WORK TO DO:
• A. List every commit identifier that appears in the RCU commit message.
• B. According to the RCU commit message, why does RCU not need to wait for the quiescence of CPUs that are already idle when a grace period begins? Answer in one to three sentences.
• C. Resume the RCU commit message from the point where it stops.

PAGE EXCERPT:
↓↓↓

[xen master] xen: RCU/x86/ARM: discount CPUs that were idle when grace period started.

classic Classic list List threaded Threaded
1 message Options
Reply | Threaded
Open this post in threaded view
|

[xen master] xen: RCU/x86/ARM: discount CPUs that were idle when grace period started.

patchbot
commit 6e7f6155b8ab5a513b549788d6818cacd56873e8
Author:     Dario Faggioli <[hidden email]>
AuthorDate: Wed Aug 30 12:06:21 2017 +0100
Commit:     George Dunlap <[hidden email]>
CommitDate: Wed Aug 30 12:06:21 2017 +0100

    xen: RCU/x86/ARM: discount CPUs that were idle when grace period started.
   
    Xen is a tickless (micro-)kernel, i.e., when a CPU becomes
    idle there is no timer tick that will periodically wake the
    CPU up.
    OTOH, when we imported RCU from Linux, Linux was (on x86) a
    ticking kernel, i.e., there was a periodic timer tick always
    running, even on idle CPUs. This was bad for power consumption,
    but, for instance, made it easy to monitor the quiescent states
    of all the CPUs, and hence tell when RCU grace periods ended.
   
    In Xen, that is impossible, and that's particularly problematic
    when the system is very lightly loaded, as some CPUs may never
    have the chance to tell the RCU core logic about their quiescence,
    and grace periods could extend indefinitely!
   
    This has led, on x86, to long (and unpredictable) delays between
    RCU callbacks queueing and their actual invokation. On ARM, we've
    even seen infinite grace periods (e.g., complate_domain_destroy()
    never being actually invoked!). See here:
   
     https://lists.xenproject.org/archives/html/xen-devel/2017-01/msg02454.html
   
    The first step for fixing this situation is for RCU to record,
    at the beginning of a grace period, which CPUs are already idle.
    In fact, being idle, they can't be in the middle of any read-side
    critical section, and we don't have to wait for their quiescence.
   
    This is tracked in a cpumask, in a similar way to how it was also
    done in Linux (on s390, which was tickless already). It is also
    basically the same approach used for making Linux x86 tickless,
    in 2.6.21 on (see commit 79bf2bb3 "tick-management: dyntick /
    highres functionality").
   
    For correctness, wee also add barriers. One is also present in
    Linux, (see commit c3f59023, "Fix RCU race in access of nohz_cpu_mask",
    although, we change the code comment to something that makes better
    sense for us). The other (which is its pair), is put in the newly
    introduced function rcu_idle_enter(), right after updating the
    cpumask. They prevent races between CPUs going idle during the
    beginning of a grace period.

↑↑↑

EXTRACTED ENTRIES:

↓↓↓

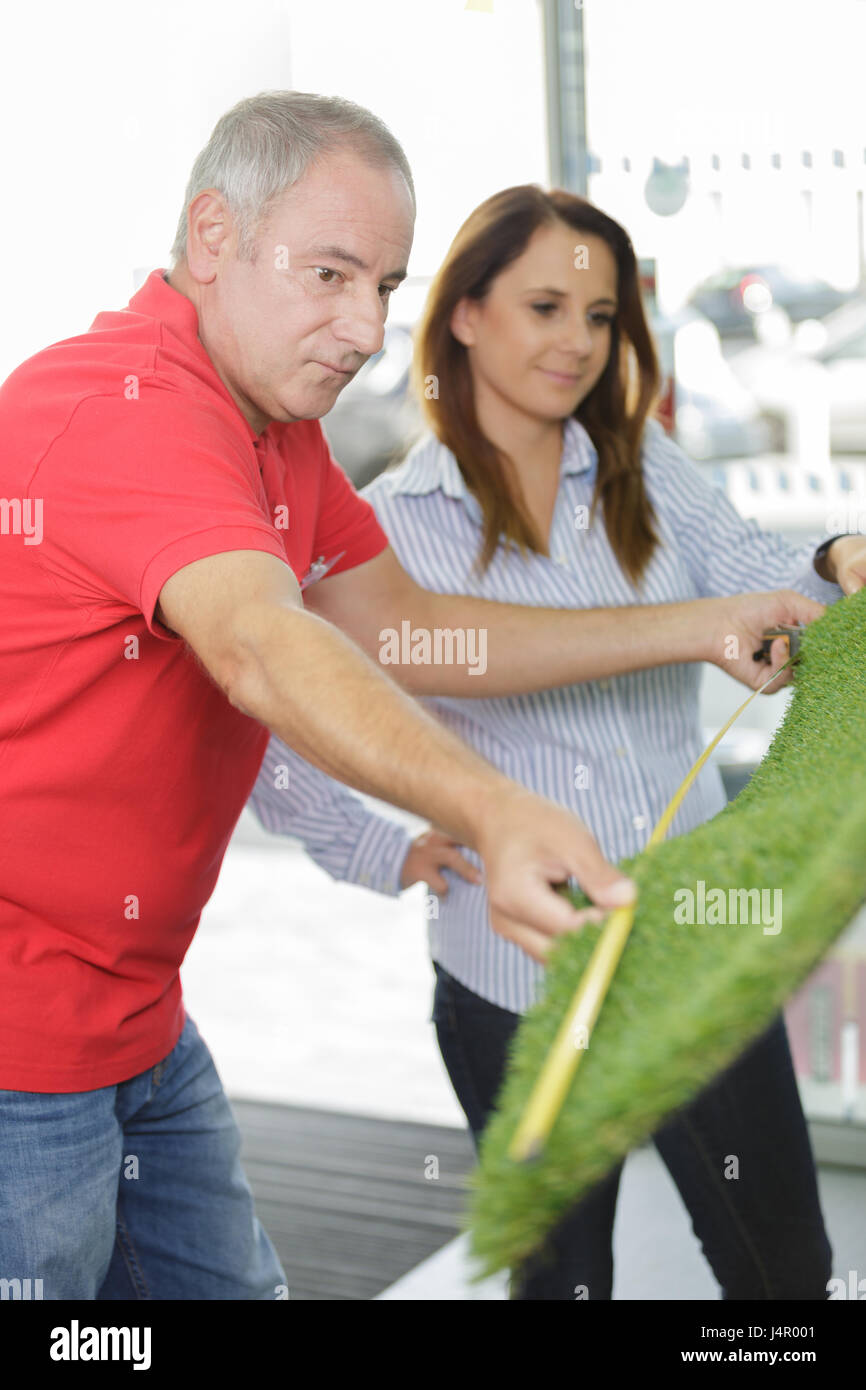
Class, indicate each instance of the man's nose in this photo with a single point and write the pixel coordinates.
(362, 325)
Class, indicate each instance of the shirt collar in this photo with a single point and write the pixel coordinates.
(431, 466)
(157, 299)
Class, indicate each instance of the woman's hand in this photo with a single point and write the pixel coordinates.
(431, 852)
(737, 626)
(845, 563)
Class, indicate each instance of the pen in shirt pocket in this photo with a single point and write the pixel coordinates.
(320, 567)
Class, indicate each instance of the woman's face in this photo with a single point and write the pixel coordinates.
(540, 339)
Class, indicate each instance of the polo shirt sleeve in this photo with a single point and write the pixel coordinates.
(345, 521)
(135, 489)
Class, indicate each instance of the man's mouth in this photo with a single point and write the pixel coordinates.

↑↑↑

ANSWERS FOR THE TASKS:
• A.
- 6e7f6155b8ab5a513b549788d6818cacd56873e8
- 79bf2bb3
- c3f59023

• B. CPUs that are idle cannot be in the middle of any read-side critical section. So there is no need to wait for them to report quiescence.

• C.
   
    Signed-off-by: Dario Faggioli <[hidden email]>
    Reviewed-by: Tim Deegan <[hidden email]>
    Reviewed-by: George Dunlap <[hidden email]>
---
 xen/common/rcupdate.c      | 41 +++++++++++++++++++++++++++++++++++++++--
 xen/common/schedule.c      |  2 ++
 xen/include/xen/rcupdate.h |  3 +++
 3 files changed, 44 insertions(+), 2 deletions(-)

diff --git a/xen/common/rcupdate.c b/xen/common/rcupdate.c
index 8cc5a82..12ae7da 100644
--- a/xen/common/rcupdate.c
+++ b/xen/common/rcupdate.c
@@ -52,7 +52,8 @@ static struct rcu_ctrlblk {
     int  next_pending;  /* Is the next batch already waiting?         */
 
     spinlock_t  lock __cacheline_aligned;
-    cpumask_t   cpumask; /* CPUs that need to switch in order    */
+    cpumask_t   cpumask; /* CPUs that need to switch in order ... */
+    cpumask_t   idle_cpumask; /* ... unless they are already idle */
     /* for current batch to proceed.        */
 } __cacheline_aligned rcu_ctrlblk = {
     .cur = -300,
@@ -248,7 +249,16 @@ static void rcu_start_batch(struct rcu_ctrlblk *rcp)
         smp_wmb();
         rcp->cur++;
 
-        cpumask_copy(&rcp->cpumask, &cpu_online_map);
+       /*
+        * Make sure the increment of rcp->cur is visible so, even if a
+        * CPU that is about to go idle, is captured inside rcp->cpumask,
+        * rcu_pending() will return false, which then means cpu_quiet()
+        * will be invoked, before the CPU would actually enter idle.
+        *
+        * This barrier is paired with the one in rcu_idle_enter().
+        */
+        smp_mb();
+        cpumask_andnot(&rcp->cpumask, &cpu_online_map, &rcp->idle_cpumask);
     }
 }
 
@@ -474,7 +484,34 @@ static struct notifier_block cpu_nfb = {
 void __init rcu_init(void)
 {
     void *cpu = (void *)(long)smp_processor_id();
+
+    cpumask_clear(&rcu_ctrlblk.idle_cpumask);
     cpu_callback(&cpu_nfb, CPU_UP_PREPARE, cpu);
     register_cpu_notifier(&cpu_nfb);
     open_softirq(RCU_SOFTIRQ, rcu_process_callbacks);
 }
+
+/*
+ * The CPU is becoming idle, so no more read side critical
+ * sections, and one more step toward grace period.
+ */
+void rcu_idle_enter(unsigned int cpu)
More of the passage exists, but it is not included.